_Uit te voeren taken_
1 > Druk uit de tekst over de Amsterdamse veiling het stuk af van "Waar malafide onroerend-goedhandelaren" tot en met "niet-makelaars mogen meebieden.".
2 > Op welk adres wordt de Eerste Amsterdamse Onroerend Goed Veiling volgens de tekst over de Amsterdamse veiling gehouden?
3 > Leg uit waarom gecontroleerd bieden op panden bij deze veiling volgens de tekst over de Amsterdamse veiling zo goed als onmogelijk is.
== Leestekst
Overslaan en naar de inhoud gaan
Top
Op Stap naar de Eerste Amsterdamse Onroerend Goed Veiling
Afmijnen, plokken, gunnen

Waar malafide onroerend-goedhandelaren ook een poot aan de grond krijgen, níet in Amsterdam. Gecontroleerd bieden op panden die executoriaal worden verkocht, is op de Eerste Amsterdamse Onroerend Goed Veiling zo goed als onmogelijk. “Daarvoor is de sociale controle te groot”, meent directeur Didi van den Elsaker. Een avondje gunnen, plokken en afmijnen.

De Eerste Amsterdamse Onroerend Goed Veiling
Dateert al van midden negentiende eeuw. Bestaat als BV sinds 1992. Ongeveer dertig maal per jaar vindt de veiling plaats in Park Plaza, Rokin 78. De Amsterdamse veiling doorloopt het complete proces van opbod en afslag op één avond. Dat is uniek in Nederland. De veiling is openbaar, particulieren, c.q. niet-makelaars mogen meebieden.
====
== Aangeleverde gegevens
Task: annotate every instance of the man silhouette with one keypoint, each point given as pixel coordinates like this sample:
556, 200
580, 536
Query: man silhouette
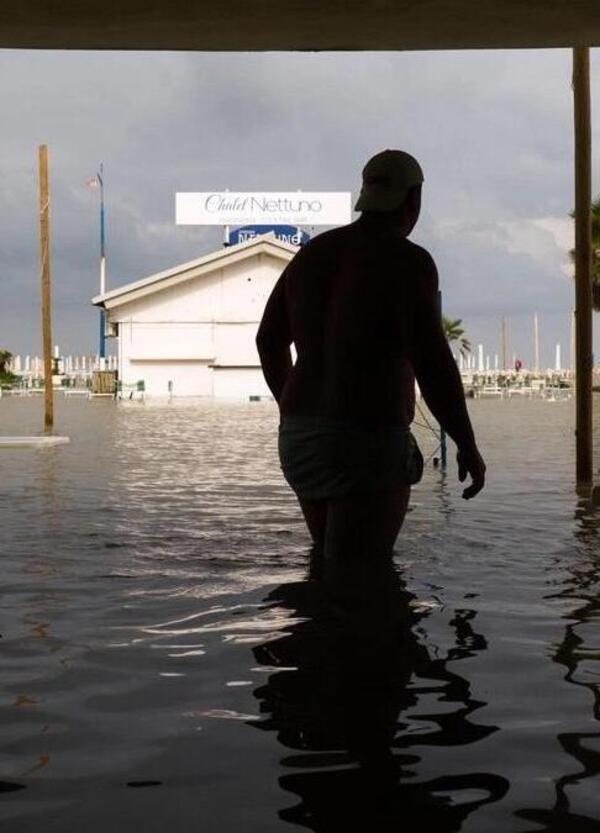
====
_Oplossingen hieronder_
1 >
Waar malafide onroerend-goedhandelaren ook een poot aan de grond krijgen, níet in Amsterdam. Gecontroleerd bieden op panden die executoriaal worden verkocht, is op de Eerste Amsterdamse Onroerend Goed Veiling zo goed als onmogelijk. “Daarvoor is de sociale controle te groot”, meent directeur Didi van den Elsaker. Een avondje gunnen, plokken en afmijnen.

De Eerste Amsterdamse Onroerend Goed Veiling
Dateert al van midden negentiende eeuw. Bestaat als BV sinds 1992. Ongeveer dertig maal per jaar vindt de veiling plaats in Park Plaza, Rokin 78. De Amsterdamse veiling doorloopt het complete proces van opbod en afslag op één avond. Dat is uniek in Nederland. De veiling is openbaar, particulieren, c.q. niet-makelaars mogen meebieden.

2 > In Park Plaza, Rokin 78.

3 > Volgens directeur Didi van den Elsaker is de sociale controle daarvoor te groot.